◆ TEXT PROVIDED ◆
───
This balsamic Chicken Pasta Salad with Grapes is great for summertime barbecues! It’s filled with crisp, sweet grapes, marinated grilled chicken, and tender pasta, and is tossed in a creamy dressing to bring you the best grilled chicken pasta salad ever!
Chicken Pasta Salad with Grapes
I love summer pasta salads, and this grilled chicken pasta salad with grapes has become one of my favorites!
This recipe makes a large batch, too, so you can take the leftovers to work during the week. Most of you guys have probably figured out by now I’m a pretty busy mama, so anything to help make mealtime easier is very much appreciated!
Since it’s summer and a billion degrees outside, I also look for meals that don’t require turning on the oven. That means I grill a lot during this time of year.
My grilled chicken pasta salad is made with tender pasta, crisp grapes, crunchy celery, juicy chicken, and, of course, plenty of mayo. I love the contrast of all the textures. As mentioned, it makes a large amount so it’s perfect for summer barbecues and any other parties you may be having! Chicken and pasta salad with mayo for a 4th of July cookout, anyone?
The chicken in this salad is marinated in balsamic vinegar (also my new obsession) along with some garlic and honey. It needs to marinate for a minimum of 4 hours to soak up some flavor, but if you can, leave it overnight. The chicken alone is super tasty!
Pair it with my Classic Burgers, Old Fashioned Potato Salad, and Creamy Coleslaw for a summertime feast!
Why You’ll Love Grilled Chicken Pasta Salad
- Super easy to make
- Great for a crowd
- Creamy yet refreshing flavors
- Chicken is incredibly flavorful
- Grapes and celery add a nice crunch!
Key Ingredients to Make Pasta Salad with Chicken and Grapes
- CHICKEN – I used 3 large boneless skinless chicken breasts for this recipe, but you can always add more (or less) depending on how many people you’re serving — or how many leftovers you want!
- BALSAMIC VINEGAR, OLIVE OIL, GARLIC HONEY, SALT & PEPPER – For the chicken marinade! You’ll need to marinate the chicken for at least 4 hours or overnight. I personally like it best overnight.
───
◆ DATA EXTRACT ◆
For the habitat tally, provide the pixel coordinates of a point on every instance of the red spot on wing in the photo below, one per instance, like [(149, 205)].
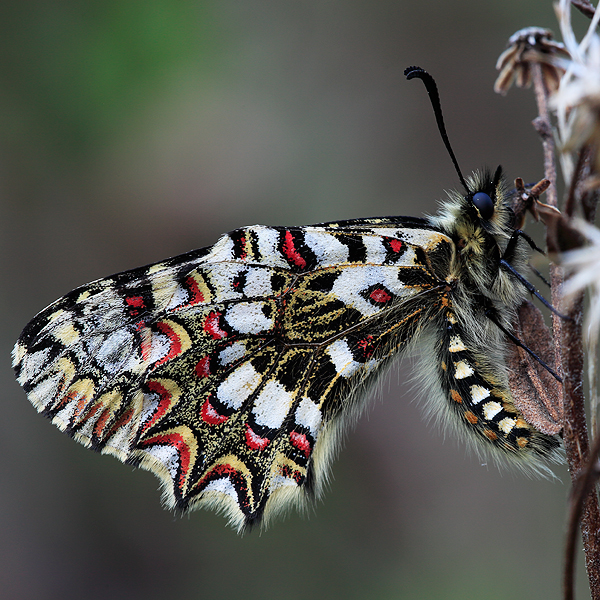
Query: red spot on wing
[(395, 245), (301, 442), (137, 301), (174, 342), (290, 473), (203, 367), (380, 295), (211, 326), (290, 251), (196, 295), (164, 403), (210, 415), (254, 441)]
───
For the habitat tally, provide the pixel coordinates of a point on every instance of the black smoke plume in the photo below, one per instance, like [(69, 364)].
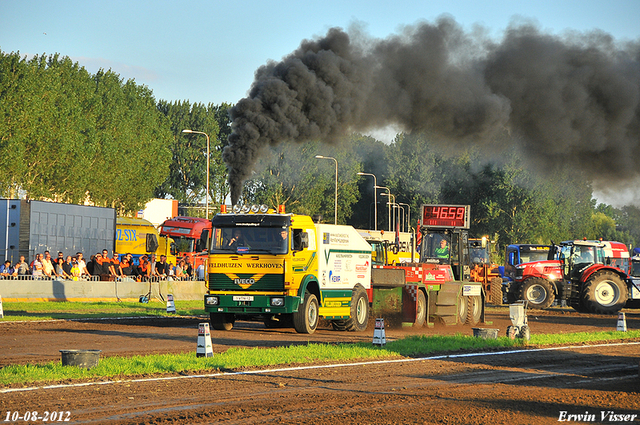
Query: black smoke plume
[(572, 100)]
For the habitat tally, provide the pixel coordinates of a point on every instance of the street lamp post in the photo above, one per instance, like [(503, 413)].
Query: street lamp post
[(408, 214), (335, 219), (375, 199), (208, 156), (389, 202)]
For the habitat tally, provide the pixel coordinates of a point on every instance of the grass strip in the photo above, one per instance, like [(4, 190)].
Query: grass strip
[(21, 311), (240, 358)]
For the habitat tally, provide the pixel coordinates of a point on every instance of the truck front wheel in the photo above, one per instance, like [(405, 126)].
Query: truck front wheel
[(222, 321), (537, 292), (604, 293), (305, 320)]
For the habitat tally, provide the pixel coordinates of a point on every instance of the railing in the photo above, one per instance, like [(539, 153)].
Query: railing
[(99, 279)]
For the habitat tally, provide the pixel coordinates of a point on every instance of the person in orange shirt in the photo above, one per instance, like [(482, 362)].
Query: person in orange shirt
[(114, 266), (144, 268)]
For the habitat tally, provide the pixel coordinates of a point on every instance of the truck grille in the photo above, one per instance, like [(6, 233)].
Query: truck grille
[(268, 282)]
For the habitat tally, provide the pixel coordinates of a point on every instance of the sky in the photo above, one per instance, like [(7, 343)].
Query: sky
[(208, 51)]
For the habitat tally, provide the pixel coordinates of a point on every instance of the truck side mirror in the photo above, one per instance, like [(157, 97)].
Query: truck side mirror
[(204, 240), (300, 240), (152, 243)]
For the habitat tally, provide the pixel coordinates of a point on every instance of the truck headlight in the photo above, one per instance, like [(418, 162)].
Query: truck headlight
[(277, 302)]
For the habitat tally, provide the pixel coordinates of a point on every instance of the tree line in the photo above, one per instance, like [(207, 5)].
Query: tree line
───
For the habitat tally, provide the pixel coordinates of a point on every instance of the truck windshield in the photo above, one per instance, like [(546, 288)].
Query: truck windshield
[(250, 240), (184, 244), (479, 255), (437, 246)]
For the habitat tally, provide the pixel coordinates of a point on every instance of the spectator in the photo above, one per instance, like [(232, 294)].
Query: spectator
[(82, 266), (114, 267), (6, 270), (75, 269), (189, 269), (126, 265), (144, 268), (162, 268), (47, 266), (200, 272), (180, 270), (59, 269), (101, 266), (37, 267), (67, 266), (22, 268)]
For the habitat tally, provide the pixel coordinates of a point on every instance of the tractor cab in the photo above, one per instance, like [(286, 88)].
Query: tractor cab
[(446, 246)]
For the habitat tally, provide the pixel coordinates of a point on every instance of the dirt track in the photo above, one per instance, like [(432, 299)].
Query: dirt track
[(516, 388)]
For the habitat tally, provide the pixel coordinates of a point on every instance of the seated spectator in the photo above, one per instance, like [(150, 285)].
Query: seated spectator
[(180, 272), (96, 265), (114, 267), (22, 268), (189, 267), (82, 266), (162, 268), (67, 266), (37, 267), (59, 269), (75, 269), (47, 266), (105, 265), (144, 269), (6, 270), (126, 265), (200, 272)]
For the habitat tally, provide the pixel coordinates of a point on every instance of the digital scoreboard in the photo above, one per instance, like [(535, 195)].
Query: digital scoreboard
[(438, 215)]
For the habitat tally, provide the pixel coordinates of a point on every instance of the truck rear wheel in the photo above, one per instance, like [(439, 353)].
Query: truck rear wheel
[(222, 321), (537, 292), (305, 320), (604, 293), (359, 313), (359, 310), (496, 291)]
───
◆ SHORT PROBLEM A ◆
Rewrite the portion of the chicken pasta salad recipe that begins with the words containing "This balsamic Chicken" and ends with "time of year.", changing "oven" to "stove".
◆ SHORT PROBLEM B ◆
According to the chicken pasta salad recipe, what is the minimum time the chicken should marinate?
Rely only on the chicken pasta salad recipe when responding.

◆ EXERCISE OUTPUT A ◆
This balsamic Chicken Pasta Salad with Grapes is great for summertime barbecues! It’s filled with crisp, sweet grapes, marinated grilled chicken, and tender pasta, and is tossed in a creamy dressing to bring you the best grilled chicken pasta salad ever!
Chicken Pasta Salad with Grapes
I love summer pasta salads, and this grilled chicken pasta salad with grapes has become one of my favorites!
This recipe makes a large batch, too, so you can take the leftovers to work during the week. Most of you guys have probably figured out by now I’m a pretty busy mama, so anything to help make mealtime easier is very much appreciated!
Since it’s summer and a billion degrees outside, I also look for meals that don’t require turning on the stove. That means I grill a lot during this time of year.

◆ EXERCISE OUTPUT B ◆
At least 4 hours, though overnight is preferred.